▶ _DO THIS_
Render each line of the data below as a Markdown table with the columns No. and Entry, numbering the rows and skipping blank lines. Leave the pictures out of the table.

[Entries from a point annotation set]
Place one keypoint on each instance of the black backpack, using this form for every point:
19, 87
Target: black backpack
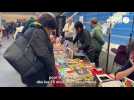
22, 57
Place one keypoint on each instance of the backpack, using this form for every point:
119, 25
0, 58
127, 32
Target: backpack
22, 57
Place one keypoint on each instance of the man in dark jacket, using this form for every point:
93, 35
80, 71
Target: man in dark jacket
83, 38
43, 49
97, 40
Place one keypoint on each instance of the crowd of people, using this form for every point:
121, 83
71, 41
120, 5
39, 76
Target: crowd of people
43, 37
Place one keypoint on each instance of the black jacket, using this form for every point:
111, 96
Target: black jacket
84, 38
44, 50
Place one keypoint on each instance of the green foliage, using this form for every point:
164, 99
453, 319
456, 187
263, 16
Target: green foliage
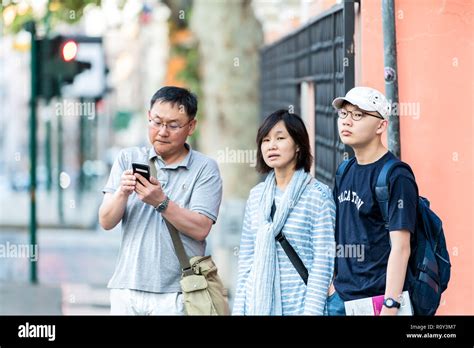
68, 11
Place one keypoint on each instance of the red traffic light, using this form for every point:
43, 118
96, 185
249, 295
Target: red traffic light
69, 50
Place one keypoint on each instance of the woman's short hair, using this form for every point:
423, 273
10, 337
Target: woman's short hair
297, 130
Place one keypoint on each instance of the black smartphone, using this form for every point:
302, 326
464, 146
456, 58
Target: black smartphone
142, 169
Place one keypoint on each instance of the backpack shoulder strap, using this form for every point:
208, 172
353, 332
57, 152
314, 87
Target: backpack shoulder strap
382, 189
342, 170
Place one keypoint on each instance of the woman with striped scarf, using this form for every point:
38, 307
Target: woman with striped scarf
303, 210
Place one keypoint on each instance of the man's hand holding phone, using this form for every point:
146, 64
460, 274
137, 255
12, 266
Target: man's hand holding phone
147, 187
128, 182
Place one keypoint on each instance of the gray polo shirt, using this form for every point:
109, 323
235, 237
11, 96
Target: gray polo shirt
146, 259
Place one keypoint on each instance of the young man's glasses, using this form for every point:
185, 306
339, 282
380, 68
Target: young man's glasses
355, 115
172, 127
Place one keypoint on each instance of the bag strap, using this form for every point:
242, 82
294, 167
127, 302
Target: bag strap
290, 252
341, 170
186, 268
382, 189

▶ _EXPECTED OUTPUT_
| No. | Entry |
|---|---|
| 1 | Place one keypoint on each instance of the black backpack, using this form for every point: |
| 2 | 19, 87 |
| 3 | Target: black backpack |
| 4 | 22, 57 |
| 5 | Place one keypoint on each instance of the backpack, using this form for every point: |
| 6 | 119, 25 |
| 7 | 0, 58 |
| 8 | 127, 32 |
| 9 | Target: backpack |
| 10 | 22, 57 |
| 11 | Place one keypoint on each instance of the man in dark jacket, using this form for every point: |
| 12 | 93, 35 |
| 13 | 80, 71 |
| 14 | Target: man in dark jacket |
| 15 | 83, 38 |
| 16 | 43, 49 |
| 17 | 97, 40 |
| 18 | Place one keypoint on each instance of the crowd of people, using this form for every point: |
| 19 | 121, 83 |
| 20 | 71, 41 |
| 21 | 120, 5 |
| 22 | 39, 76 |
| 23 | Target: crowd of people |
| 24 | 43, 37 |
| 25 | Place one keypoint on each instance of the black jacket, using this form for every point: |
| 26 | 111, 96 |
| 27 | Target: black jacket |
| 28 | 84, 38 |
| 29 | 44, 50 |
| 30 | Place one keypoint on each instance of the green foliage, using this form for every point: |
| 31 | 164, 99 |
| 32 | 453, 319 |
| 33 | 456, 187 |
| 34 | 263, 16 |
| 35 | Target: green foliage |
| 36 | 68, 11 |
| 37 | Place one keypoint on each instance of the red traffic light, using this form for every point: |
| 38 | 43, 118 |
| 39 | 96, 185 |
| 40 | 249, 295 |
| 41 | Target: red traffic light |
| 42 | 69, 50 |
| 43 | Place one keypoint on each instance of the woman's short hair, using this form for every point: |
| 44 | 423, 273 |
| 45 | 10, 337 |
| 46 | Target: woman's short hair |
| 47 | 297, 130 |
| 48 | Place one keypoint on each instance of the black smartphone, using this form for every point: |
| 49 | 302, 326 |
| 50 | 464, 146 |
| 51 | 456, 58 |
| 52 | Target: black smartphone |
| 53 | 142, 169 |
| 54 | Place one keypoint on each instance of the backpack shoulder strap, using this form for every point: |
| 55 | 208, 172 |
| 56 | 353, 332 |
| 57 | 57, 152 |
| 58 | 314, 87 |
| 59 | Target: backpack shoulder strap |
| 60 | 382, 189 |
| 61 | 342, 170 |
| 62 | Place one keypoint on each instance of the woman with striped scarf, using this form for every point: |
| 63 | 38, 307 |
| 64 | Target: woman with striped scarf |
| 65 | 303, 210 |
| 66 | Place one keypoint on each instance of the man's hand holding phone, using this form for every point: |
| 67 | 146, 64 |
| 68 | 460, 274 |
| 69 | 137, 255 |
| 70 | 12, 266 |
| 71 | Target: man's hand holding phone |
| 72 | 147, 187 |
| 73 | 128, 182 |
| 74 | Place one keypoint on each instance of the gray polo shirt, using this form for every point: |
| 75 | 109, 323 |
| 76 | 235, 237 |
| 77 | 11, 96 |
| 78 | Target: gray polo shirt |
| 79 | 146, 259 |
| 80 | Place one keypoint on each instance of the young man's glasses, using this form for every point: |
| 81 | 185, 306 |
| 82 | 339, 282 |
| 83 | 380, 68 |
| 84 | Target: young man's glasses |
| 85 | 355, 115 |
| 86 | 172, 127 |
| 87 | Place one keypoint on each instance of the bag strap, using this form for every point: |
| 88 | 242, 82 |
| 89 | 294, 167 |
| 90 | 127, 302 |
| 91 | Target: bag strap |
| 92 | 290, 252 |
| 93 | 341, 170 |
| 94 | 186, 268 |
| 95 | 382, 189 |